▸ What you will do:
Could you duplicate every line of the material below, keeping each one identical to the original?

══ Data for this exercise

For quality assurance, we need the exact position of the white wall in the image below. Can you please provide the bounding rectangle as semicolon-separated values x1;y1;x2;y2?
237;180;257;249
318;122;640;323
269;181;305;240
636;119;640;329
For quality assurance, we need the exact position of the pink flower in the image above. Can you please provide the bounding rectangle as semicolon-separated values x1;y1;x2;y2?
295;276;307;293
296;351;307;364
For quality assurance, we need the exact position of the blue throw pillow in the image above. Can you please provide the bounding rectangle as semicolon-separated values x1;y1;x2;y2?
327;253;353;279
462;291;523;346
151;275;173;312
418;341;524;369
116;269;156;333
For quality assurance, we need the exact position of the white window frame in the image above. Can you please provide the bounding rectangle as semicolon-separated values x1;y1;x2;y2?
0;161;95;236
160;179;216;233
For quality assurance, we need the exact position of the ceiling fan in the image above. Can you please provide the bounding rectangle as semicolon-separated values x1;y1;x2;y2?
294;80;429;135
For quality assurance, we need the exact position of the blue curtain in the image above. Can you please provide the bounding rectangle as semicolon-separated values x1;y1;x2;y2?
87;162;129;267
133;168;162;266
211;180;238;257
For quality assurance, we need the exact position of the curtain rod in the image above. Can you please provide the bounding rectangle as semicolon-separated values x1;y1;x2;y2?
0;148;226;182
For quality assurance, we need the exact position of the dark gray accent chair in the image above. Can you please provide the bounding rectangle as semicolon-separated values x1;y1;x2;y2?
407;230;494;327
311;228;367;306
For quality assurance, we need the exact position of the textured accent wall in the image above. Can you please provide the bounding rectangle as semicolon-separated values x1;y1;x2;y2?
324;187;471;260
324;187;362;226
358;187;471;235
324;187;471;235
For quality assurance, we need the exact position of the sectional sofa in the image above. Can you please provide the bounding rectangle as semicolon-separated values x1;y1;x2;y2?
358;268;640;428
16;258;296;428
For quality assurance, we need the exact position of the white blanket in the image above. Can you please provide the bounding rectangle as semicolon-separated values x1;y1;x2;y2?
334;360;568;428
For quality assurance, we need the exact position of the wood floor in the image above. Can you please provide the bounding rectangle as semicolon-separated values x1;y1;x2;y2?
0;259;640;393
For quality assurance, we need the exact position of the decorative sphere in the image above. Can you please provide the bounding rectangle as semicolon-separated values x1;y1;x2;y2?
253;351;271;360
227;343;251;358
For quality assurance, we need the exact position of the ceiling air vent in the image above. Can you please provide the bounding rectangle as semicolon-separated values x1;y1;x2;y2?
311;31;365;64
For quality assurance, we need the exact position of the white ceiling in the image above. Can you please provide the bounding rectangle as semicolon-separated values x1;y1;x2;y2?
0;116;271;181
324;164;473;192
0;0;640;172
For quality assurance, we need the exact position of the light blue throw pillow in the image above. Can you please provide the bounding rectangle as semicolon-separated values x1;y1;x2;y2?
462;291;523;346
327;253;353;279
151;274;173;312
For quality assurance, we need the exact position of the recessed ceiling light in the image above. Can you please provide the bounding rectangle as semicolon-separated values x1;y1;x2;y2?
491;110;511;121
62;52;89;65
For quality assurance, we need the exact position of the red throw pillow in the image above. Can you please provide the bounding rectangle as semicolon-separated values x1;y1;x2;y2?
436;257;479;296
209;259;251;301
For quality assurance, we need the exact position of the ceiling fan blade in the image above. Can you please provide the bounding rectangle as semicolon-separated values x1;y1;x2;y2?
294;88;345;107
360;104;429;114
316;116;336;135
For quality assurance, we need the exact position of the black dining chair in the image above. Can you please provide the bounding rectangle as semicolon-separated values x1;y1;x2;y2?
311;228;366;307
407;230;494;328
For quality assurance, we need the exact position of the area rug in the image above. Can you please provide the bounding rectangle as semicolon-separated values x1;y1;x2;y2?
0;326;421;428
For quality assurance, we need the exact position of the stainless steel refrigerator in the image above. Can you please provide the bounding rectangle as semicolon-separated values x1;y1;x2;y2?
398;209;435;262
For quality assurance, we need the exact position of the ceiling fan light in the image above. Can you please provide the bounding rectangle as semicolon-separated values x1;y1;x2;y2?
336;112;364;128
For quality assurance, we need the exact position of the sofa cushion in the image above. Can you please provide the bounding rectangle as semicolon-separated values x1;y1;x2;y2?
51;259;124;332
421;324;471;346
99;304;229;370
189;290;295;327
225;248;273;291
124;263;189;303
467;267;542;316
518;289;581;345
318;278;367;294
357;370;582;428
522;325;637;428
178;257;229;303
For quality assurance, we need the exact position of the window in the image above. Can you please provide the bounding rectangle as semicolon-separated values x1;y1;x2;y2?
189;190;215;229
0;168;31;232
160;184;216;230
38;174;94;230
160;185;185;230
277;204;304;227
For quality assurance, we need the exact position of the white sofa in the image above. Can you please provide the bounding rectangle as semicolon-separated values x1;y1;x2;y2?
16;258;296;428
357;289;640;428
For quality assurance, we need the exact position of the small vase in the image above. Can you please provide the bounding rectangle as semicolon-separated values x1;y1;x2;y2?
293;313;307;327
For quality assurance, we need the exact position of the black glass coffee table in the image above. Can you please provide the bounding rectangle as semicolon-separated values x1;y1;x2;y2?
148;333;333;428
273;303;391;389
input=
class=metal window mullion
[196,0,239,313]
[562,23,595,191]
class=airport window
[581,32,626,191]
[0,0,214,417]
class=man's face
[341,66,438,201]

════

▸ Solution for this exercise:
For quality assurance, we need the exact position of the white wall in the image below. Can you please provide the bounding rectangle as semicolon-separated values x1;y1;x2;y2?
237;180;257;249
318;122;640;323
269;181;305;240
636;119;640;329
For quality assurance, we need the exact position of the pink flower in the image above. Can you please provide the bounding rectangle as semicolon-separated values x1;y1;x2;y2?
295;276;307;293
296;351;307;364
For quality assurance, we need the exact position of the blue throw pillow in the image above. Can you please provide the bounding rectangle as semicolon-separated values x1;y1;x2;y2?
327;253;353;279
462;291;523;346
151;275;173;312
418;341;524;369
116;269;156;333
For quality assurance, we need the exact position of the white window frame in the image above. Can you please provide the bounding rectangle as semicolon-separated values x1;y1;x2;y2?
0;161;95;236
160;179;216;233
For quality assurance, we need the exact position of the ceiling fan in the image above. Can you please provide the bounding rectangle as semicolon-separated values x1;y1;x2;y2?
294;80;429;135
For quality assurance, we need the exact position of the blue curtain in the image above. Can you please provide the bounding rectangle as semicolon-separated values x1;y1;x2;y2?
87;162;129;267
133;168;162;266
211;180;238;257
For quality assurance, we need the exact position of the curtain rod in the image above. Can you please provide the bounding rectangle as semicolon-separated values x1;y1;x2;y2?
0;148;226;182
For quality assurance, we need the exact position of the dark gray accent chair in the image above. Can you please provide the bounding rectangle as semicolon-separated values x1;y1;x2;y2?
407;230;494;327
311;228;367;306
For quality assurance, we need the exact position of the textured accent wall in the image above. Can you please provide the bounding rectangle as semicolon-separated values x1;y1;x2;y2?
324;187;471;260
324;187;362;226
358;187;471;235
324;187;471;235
For quality assurance, we need the exact position of the sectional sofa in the image above. Can you please provide the bounding rectangle as semicolon-separated values x1;y1;x2;y2?
358;268;640;428
16;258;296;428
For quality assurance, we need the exact position of the white blanket in the image above. Can you please provide the bounding rectangle as semicolon-separated values x1;y1;x2;y2?
334;360;568;428
For quality assurance, we need the exact position of the wood floor in the image above. Can you please provide the bounding rectangle as semicolon-separated values x1;y1;x2;y2?
0;259;640;393
For quality assurance, we need the exact position of the decorative sphere in the image above. Can you please provide the bounding rectangle as semicolon-separated values x1;y1;x2;y2?
253;351;271;360
227;343;251;358
For quality assurance, we need the exact position of the ceiling air vent in the image above. Can you please provide the bounding rectangle as semicolon-separated values x1;y1;x2;y2?
311;31;365;64
For quality assurance, we need the exact position of the white ceiling in the image above. Can you please provide the bounding rectangle as semicolon-separated values x1;y1;x2;y2?
0;116;271;181
324;164;473;192
0;0;640;172
For quality assurance, we need the exact position of the light blue throw pillow in the image above. Can you please provide the bounding rectangle as semicolon-separated values x1;y1;x2;y2?
462;291;523;346
327;253;353;279
151;274;173;312
For quality assurance, we need the exact position of the recessed ceiling light in the image above. Can you please provide the bounding rectangle as semicolon-separated values x1;y1;x2;y2?
491;110;511;121
62;52;89;65
For quality assurance, we need the exact position of the red throw pillow in the image above. Can you please provide the bounding rectangle as semicolon-separated values x1;y1;x2;y2?
436;257;479;296
209;259;251;301
For quality assurance, we need the exact position of the ceiling fan blade in the image above. Can you please provide the bounding rectangle as semicolon-separated values x1;y1;x2;y2?
294;88;345;107
360;104;429;114
316;116;336;135
For quality assurance, we need the exact position of the black dining chair in the image above. Can you please provide the bounding rectangle as semicolon-separated values x1;y1;x2;y2?
311;228;366;307
407;230;494;328
For quality assurance, we need the exact position of the area rug in the image above. Can you please provide the bounding rectangle as semicolon-separated values x1;y1;x2;y2?
0;326;421;428
For quality assurance, we need the exact position of the stainless steel refrigerator in the image above. Can you please provide the bounding rectangle as semicolon-separated values x1;y1;x2;y2?
398;209;435;262
For quality assurance, we need the exact position of the ceiling fan light in the image above. Can you please provide the bounding rectangle as semicolon-separated values x1;y1;x2;y2?
336;112;364;128
For quality assurance, we need the exact position of the sofa cushion in the image above. Can you please provide the bounding rectangle as semicolon-separated values x1;y1;x2;y2?
51;259;124;332
421;324;471;346
99;304;229;370
189;290;295;327
225;248;273;291
124;263;189;303
467;267;542;316
518;289;581;345
318;278;367;294
357;370;582;428
522;325;637;428
178;257;229;303
For quality assurance, we need the exact position of the window in the image above. Can you please provide the bounding rectangle as semicolon-separated values x1;y1;x2;y2?
189;190;215;229
0;168;31;232
160;184;216;230
38;174;94;230
160;185;185;230
277;204;304;227
For quality assurance, we need the exact position of the white sofa in the image above. Can you please provide the bounding rectangle as semicolon-separated values x1;y1;x2;y2?
16;258;296;428
357;289;640;428
For quality assurance, we need the exact position of the small vase in the image above. Can you please provide the bounding rectangle as semicolon-separated values x1;y1;x2;y2?
293;313;307;327
For quality assurance, we need the exact position of the black glass coffee table in the image above. Can you please provide the bounding rectangle as semicolon-separated values x1;y1;x2;y2?
148;333;333;428
273;303;391;389
input=
class=metal window mullion
[196,0,239,313]
[562,23,595,191]
class=airport window
[581,32,626,191]
[0,0,214,417]
class=man's face
[341,66,438,201]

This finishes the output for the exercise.